> [OBJECTIVE]:
Report every line of the items below that contains the word "reflection", copied in full.

> [Location identification items]:
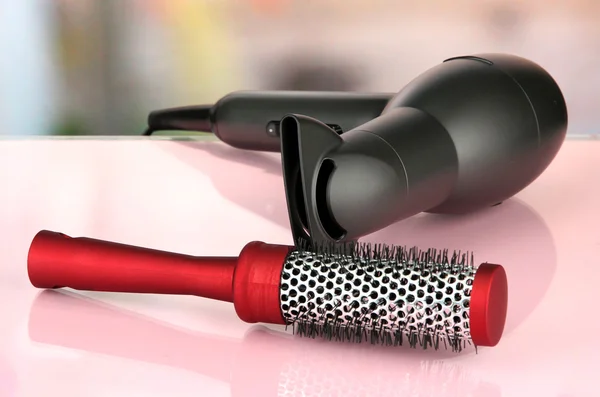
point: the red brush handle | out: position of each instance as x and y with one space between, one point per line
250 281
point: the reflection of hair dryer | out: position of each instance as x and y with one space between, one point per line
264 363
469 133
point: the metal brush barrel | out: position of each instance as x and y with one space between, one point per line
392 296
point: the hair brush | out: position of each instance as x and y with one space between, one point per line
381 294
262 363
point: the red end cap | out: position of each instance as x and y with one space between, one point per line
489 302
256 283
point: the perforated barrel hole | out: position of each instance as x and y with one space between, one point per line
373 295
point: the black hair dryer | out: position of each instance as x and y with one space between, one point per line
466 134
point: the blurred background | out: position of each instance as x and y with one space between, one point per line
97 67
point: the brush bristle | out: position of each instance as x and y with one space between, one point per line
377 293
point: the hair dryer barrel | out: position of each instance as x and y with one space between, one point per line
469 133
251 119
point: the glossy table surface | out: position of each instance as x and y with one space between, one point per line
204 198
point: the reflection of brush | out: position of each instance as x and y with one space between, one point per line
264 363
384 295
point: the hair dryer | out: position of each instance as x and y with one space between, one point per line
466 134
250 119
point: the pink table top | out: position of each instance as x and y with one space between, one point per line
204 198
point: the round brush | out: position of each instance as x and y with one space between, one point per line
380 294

--

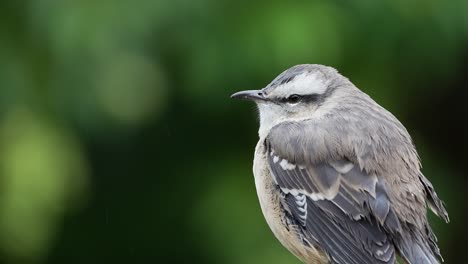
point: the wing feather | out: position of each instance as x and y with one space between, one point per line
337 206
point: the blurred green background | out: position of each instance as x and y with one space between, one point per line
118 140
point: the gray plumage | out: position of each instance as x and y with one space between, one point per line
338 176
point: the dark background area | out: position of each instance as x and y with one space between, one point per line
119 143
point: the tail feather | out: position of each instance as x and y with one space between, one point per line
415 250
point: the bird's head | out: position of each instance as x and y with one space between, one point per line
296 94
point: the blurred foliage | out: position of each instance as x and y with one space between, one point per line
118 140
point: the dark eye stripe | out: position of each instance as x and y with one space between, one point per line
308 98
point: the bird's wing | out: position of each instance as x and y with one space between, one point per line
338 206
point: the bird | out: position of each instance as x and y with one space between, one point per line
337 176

> [THE RESULT]:
point: the reflection of hair dryer | out: position of each instance as x and y with one space between, one point per line
point: the reflection of brush | out: position of each instance as x and y with one space between, one point per line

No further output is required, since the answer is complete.